PROVIDED PASSAGE:
Comparing rheological properties of synthesized nanocomposites in this study with the results of recent researches showed a remarkable improvement [83, 84]. Yang et al. showed that G’ and G” of hydrogel composite (graphene oxide/ polyacrylamide) at the constant concentration of polyacrylamide (2 mg ml-1) and graphene oxide (5 mg ml-1) improved to about 15000 and 1130 Pa, respectively [84]. The increase of G’ and G” in their study was obtained by a high value of graphene oxide while in our research was used a very little value of it.

As previously mentioned, the basis for the calculation of the thermal conductivity is the liner conduction in the axial direction and the use of Fourier’s law. Since the temperature gradient is measured in an axial direction, it is necessary to transfer and measure the heat flux in the axial direction. For this purpose, the hot end, cool end, and sample place are isolated in a radial direction. It should be noted that the synthesized nanocomposite has a low thermal conductivity and as a result, the heat transferred in the radial direction cannot be ignored compared with the axial direction. Therefore, two values of heat flux are used to calculate the thermal conductivity, and the average of the measured thermal conductivities was reported as the thermal conductivity. Table 1 shows the thermal conductivity of the synthesized nanocomposites and pure PAM. As can be seen in Table 1, the synthesized nanocomposites have greater values of thermal conductivity than that of PAM which illustrated the outstanding effect of GONSs on thermal conductivity of nanocomposites. GO0.5/PAM nanocomposite showed 0.68 W.m-1.K-1 which increased about 39% compared to pure PAM with 0.49 W.m-1.K-1 in thermal conductivity (Table 1). Increasing the thermal conductivity of nanocomposites with GONSs as a filler is related to the interfacial instruction between the polymer and GONSs [85]. The oxygen-activated groups on the surface of GONSs can react with N-H and C═O of PAM in formation of the in-situ polymerization, which connect the PAM chain with GONSs by hydrogen bonding. Notably, these bondings have increased interfacial interactions and decrease interfacial thermal resistance. Fig. d9 shows the schematic of the interfacial interaction between the GONSs and the PAM chains. The nanocomposite with 1.5 wt. % of GONSs content increased the thermal conductivity to 0.9 W.m-1.K-1 while GO2.0/PAM nanocomposite decreased the thermal conductivity to 0.74 W. m-1. K-1. This variation of trend is attributed to the occurrence of the agglomeration of GONSs in the structure of the synthesized nanocomposite while interfacial instruction between PAM and GONSs was decreased.

STATED PROBLEM 1: List each thermal conductivity value given in the nanocomposite passage, along with the material it belongs to.
STATED PROBLEM 2: In the entries from the line with "The client would like the spider boxed" up to and including the line with "xmin=534 ymin=446 xmax=662 ymax=542", rename "spider" to "arachnid" and return only those lines.
These entries have no connection to the nanocomposite passage.

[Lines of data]
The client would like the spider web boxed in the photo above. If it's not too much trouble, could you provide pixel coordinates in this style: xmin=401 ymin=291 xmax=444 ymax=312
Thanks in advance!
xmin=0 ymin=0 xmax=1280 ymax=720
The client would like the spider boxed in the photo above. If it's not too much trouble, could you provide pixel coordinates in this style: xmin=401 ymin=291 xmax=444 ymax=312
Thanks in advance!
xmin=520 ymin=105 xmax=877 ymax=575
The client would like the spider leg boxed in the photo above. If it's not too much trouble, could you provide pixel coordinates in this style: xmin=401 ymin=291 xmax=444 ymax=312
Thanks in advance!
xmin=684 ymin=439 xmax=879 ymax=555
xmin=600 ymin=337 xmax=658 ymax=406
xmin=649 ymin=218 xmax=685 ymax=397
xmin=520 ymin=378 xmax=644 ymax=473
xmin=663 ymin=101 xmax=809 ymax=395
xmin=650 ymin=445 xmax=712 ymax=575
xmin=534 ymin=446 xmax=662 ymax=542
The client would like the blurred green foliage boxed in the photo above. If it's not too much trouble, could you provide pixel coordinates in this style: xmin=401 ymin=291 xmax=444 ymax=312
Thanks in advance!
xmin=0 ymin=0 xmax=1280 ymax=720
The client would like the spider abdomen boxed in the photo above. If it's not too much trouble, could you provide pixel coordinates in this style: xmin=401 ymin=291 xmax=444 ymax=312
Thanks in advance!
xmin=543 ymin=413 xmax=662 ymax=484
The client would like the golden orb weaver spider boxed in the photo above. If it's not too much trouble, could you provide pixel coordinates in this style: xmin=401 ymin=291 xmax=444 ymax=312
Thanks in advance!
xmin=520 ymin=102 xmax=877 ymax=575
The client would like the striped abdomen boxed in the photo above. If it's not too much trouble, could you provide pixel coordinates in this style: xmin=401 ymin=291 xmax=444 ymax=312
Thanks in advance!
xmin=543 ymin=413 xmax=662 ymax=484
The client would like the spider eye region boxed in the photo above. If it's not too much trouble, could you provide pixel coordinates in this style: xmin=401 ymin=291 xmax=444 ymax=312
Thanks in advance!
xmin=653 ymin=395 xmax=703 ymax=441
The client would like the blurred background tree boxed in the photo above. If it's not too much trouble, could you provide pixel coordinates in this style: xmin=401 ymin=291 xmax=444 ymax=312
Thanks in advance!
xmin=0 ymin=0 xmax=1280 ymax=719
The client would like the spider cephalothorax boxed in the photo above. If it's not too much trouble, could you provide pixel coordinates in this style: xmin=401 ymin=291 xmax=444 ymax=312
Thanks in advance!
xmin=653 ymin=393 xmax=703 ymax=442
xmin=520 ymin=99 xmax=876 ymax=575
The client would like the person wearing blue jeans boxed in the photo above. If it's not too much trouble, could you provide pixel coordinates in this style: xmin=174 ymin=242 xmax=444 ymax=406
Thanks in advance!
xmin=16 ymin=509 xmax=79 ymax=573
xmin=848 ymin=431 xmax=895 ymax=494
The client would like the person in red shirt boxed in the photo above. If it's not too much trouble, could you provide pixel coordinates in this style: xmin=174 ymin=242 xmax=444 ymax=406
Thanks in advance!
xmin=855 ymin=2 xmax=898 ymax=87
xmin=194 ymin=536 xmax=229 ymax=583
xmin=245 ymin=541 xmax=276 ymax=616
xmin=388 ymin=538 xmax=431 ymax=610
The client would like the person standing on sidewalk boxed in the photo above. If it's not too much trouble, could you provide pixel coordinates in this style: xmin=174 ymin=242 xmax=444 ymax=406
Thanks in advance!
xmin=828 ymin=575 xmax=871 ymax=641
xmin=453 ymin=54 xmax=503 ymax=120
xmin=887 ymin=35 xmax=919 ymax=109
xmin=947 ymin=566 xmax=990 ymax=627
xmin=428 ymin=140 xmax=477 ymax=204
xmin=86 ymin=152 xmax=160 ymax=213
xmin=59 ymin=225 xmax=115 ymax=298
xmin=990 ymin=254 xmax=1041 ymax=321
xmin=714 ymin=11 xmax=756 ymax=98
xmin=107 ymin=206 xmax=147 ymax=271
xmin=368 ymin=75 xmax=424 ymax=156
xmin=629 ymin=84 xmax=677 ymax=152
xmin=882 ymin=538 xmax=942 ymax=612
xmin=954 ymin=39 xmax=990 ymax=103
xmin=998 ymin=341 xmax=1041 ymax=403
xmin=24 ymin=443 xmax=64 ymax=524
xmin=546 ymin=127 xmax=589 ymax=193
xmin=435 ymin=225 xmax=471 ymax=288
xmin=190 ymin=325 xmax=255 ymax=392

WRITTEN RESPONSE 1:
- GO0.5/PAM nanocomposite: 0.68 W.m-1.K-1
- Pure PAM: 0.49 W.m-1.K-1
- Nanocomposite with 1.5 wt. % of GONSs content: 0.9 W.m-1.K-1
- GO2.0/PAM nanocomposite: 0.74 W. m-1. K-1

WRITTEN RESPONSE 2:
The client would like the arachnid boxed in the photo above. If it's not too much trouble, could you provide pixel coordinates in this style: xmin=401 ymin=291 xmax=444 ymax=312
Thanks in advance!
xmin=520 ymin=105 xmax=877 ymax=575
The client would like the arachnid leg boxed in the photo above. If it's not too much trouble, could you provide pixel coordinates in this style: xmin=401 ymin=291 xmax=444 ymax=312
Thanks in advance!
xmin=684 ymin=439 xmax=879 ymax=555
xmin=600 ymin=337 xmax=658 ymax=406
xmin=649 ymin=218 xmax=685 ymax=397
xmin=520 ymin=378 xmax=644 ymax=473
xmin=663 ymin=101 xmax=809 ymax=395
xmin=650 ymin=445 xmax=712 ymax=575
xmin=534 ymin=446 xmax=662 ymax=542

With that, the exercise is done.